TEILAUFGABEN —
1. Gib aus dem Text zur Donzdorfer Drehscheibenware die Passage wortgetreu wieder, beginnend bei „Forschungsgeschichte“ und weiter bis einschließlich „(Arnold u.a. 2001).“.
2. Welche Literaturverweise stehen im Text zur Donzdorfer Drehscheibenware in Klammern?

AUSGANGSDOKUMENT —
'''
Rauwandige Drehscheibenware Donzdorfer Art (Neckarland/ Schwäb. Alb, FMa)
Die rauwandige Drehscheibenware Donzdorfer Art ist eine wichtige Ausprägung der frühmittelalterlichen rauhwandige Drehscheibenwaren insbesondere aus dem Neckarland und der Mittleren Schwäbischen Alb und ihrem Vorland. Namengebend ist ein Töpferofen aus Donzdorf.
Forschungsgeschichte
Bei der Publikation des Donzdorfer Töpferofens datierte Hübener 1962 (Hübener/Roeren/Natter 1962) die Keramik in das fortgeschrittene 7. Jahrhundert. Dabei wurde auf Funde im nahe gelegenen merowingerzeitlichen Reihengräberfeld Donzdorf, Vorschwärz verwiesen. U. Gross setzt den Töpferofen erst ins 8. Jahrhundert, doch geht er von einem Produktionsbeginn des Betriebes bereits vor 600 aus (Gross 1991). Aufgrund neuer Funde, die 2001 am Donzdorfer Schloß gefunden wurden hält er eine Produktion bis in die Karolingerzeit für möglich, da hier geriefte Wandungen wie bei der frühen älteren gelben Drehscheibenware auftreten (Arnold u.a. 2001).
'''
BEREITGESTELLTE ANGABEN —
'''
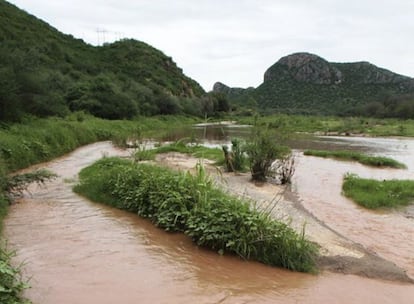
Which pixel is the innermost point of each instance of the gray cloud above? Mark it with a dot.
'''
GEORDNETE ERGEBNISSE —
1.
Forschungsgeschichte
Bei der Publikation des Donzdorfer Töpferofens datierte Hübener 1962 (Hübener/Roeren/Natter 1962) die Keramik in das fortgeschrittene 7. Jahrhundert. Dabei wurde auf Funde im nahe gelegenen merowingerzeitlichen Reihengräberfeld Donzdorf, Vorschwärz verwiesen. U. Gross setzt den Töpferofen erst ins 8. Jahrhundert, doch geht er von einem Produktionsbeginn des Betriebes bereits vor 600 aus (Gross 1991). Aufgrund neuer Funde, die 2001 am Donzdorfer Schloß gefunden wurden hält er eine Produktion bis in die Karolingerzeit für möglich, da hier geriefte Wandungen wie bei der frühen älteren gelben Drehscheibenware auftreten (Arnold u.a. 2001).

2.
Hübener/Roeren/Natter 1962
Gross 1991
Arnold u.a. 2001